* _What is being asked_
Restate the data below word for word, leaving nothing out.

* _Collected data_
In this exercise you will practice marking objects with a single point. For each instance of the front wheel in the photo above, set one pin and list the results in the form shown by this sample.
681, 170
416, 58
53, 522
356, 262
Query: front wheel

* _The answer_
In this exercise you will practice marking objects with a single point. For each instance of the front wheel in the photo above, set one pin and list the results in the form shown by this sample.
681, 170
416, 58
53, 522
356, 262
Query: front wheel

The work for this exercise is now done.